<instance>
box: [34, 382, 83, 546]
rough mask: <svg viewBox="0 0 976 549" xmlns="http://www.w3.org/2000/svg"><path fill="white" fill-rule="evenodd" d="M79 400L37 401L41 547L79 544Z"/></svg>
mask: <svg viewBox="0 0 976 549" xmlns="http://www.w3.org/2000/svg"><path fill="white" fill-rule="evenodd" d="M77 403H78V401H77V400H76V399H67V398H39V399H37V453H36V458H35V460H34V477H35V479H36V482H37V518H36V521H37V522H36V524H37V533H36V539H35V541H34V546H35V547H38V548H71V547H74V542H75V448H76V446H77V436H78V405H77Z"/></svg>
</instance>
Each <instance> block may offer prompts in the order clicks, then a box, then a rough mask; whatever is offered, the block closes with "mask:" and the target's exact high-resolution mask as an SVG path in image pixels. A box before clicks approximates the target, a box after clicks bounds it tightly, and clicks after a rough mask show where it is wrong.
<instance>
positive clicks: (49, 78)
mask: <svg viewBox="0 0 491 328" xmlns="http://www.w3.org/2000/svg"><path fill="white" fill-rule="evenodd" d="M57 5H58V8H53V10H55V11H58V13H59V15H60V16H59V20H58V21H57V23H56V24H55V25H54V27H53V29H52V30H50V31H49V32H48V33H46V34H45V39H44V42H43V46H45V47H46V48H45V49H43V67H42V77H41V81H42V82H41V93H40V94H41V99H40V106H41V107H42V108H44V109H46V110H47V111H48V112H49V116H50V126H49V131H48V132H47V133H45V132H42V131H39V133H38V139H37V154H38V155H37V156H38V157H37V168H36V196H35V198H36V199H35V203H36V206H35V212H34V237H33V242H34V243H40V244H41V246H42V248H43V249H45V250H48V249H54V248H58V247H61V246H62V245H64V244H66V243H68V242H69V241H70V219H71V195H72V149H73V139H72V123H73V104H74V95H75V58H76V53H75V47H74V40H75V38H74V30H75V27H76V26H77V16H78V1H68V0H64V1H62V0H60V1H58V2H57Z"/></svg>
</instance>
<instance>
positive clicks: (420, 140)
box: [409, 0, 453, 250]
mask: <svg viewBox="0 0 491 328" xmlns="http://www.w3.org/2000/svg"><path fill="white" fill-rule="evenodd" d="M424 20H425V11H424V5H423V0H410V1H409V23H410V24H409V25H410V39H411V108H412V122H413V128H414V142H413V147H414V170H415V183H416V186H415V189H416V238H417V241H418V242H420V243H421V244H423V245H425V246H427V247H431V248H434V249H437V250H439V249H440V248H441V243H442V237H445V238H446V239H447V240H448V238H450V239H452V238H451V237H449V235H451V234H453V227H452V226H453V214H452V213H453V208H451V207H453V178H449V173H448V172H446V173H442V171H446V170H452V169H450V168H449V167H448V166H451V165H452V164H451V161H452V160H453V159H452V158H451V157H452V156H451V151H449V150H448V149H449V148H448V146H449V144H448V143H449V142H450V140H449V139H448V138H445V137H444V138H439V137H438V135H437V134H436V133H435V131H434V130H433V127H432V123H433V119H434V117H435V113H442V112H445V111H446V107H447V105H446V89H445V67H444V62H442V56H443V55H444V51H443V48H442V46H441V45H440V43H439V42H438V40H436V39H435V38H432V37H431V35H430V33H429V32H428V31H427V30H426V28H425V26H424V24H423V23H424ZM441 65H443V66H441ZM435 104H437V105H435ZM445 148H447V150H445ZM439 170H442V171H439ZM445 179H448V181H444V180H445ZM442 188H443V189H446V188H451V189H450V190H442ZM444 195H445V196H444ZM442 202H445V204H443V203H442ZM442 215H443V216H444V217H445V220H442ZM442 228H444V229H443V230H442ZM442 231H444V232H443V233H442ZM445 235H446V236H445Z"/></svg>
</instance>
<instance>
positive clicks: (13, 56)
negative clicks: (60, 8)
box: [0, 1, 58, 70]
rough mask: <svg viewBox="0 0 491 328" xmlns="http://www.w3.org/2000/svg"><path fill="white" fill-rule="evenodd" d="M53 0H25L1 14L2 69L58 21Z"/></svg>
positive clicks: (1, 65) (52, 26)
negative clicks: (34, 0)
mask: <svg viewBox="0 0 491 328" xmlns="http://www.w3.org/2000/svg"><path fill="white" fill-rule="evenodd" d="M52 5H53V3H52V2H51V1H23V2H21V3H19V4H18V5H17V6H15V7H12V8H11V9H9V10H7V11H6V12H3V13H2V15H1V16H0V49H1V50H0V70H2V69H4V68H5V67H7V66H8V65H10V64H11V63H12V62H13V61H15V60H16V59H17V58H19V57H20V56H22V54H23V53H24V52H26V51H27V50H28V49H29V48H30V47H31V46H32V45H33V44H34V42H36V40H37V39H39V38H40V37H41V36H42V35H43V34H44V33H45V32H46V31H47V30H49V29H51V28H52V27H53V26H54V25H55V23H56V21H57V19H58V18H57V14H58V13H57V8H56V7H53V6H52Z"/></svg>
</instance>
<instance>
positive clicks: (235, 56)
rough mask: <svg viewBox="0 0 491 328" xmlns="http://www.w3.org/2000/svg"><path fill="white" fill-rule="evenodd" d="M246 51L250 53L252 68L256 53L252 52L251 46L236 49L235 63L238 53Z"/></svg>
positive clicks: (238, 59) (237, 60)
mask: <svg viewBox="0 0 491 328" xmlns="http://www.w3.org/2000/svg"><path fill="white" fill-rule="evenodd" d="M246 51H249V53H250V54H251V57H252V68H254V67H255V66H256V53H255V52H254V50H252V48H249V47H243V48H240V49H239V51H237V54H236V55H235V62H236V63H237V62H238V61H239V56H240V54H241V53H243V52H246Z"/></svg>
######
| Problem |
Reproduce verbatim the lines from the beginning of the records through the line that contains "400L37 401L41 547L79", both ends included.

| Written answer |
<instance>
box: [34, 382, 83, 546]
rough mask: <svg viewBox="0 0 976 549" xmlns="http://www.w3.org/2000/svg"><path fill="white" fill-rule="evenodd" d="M79 400L37 401L41 547L79 544Z"/></svg>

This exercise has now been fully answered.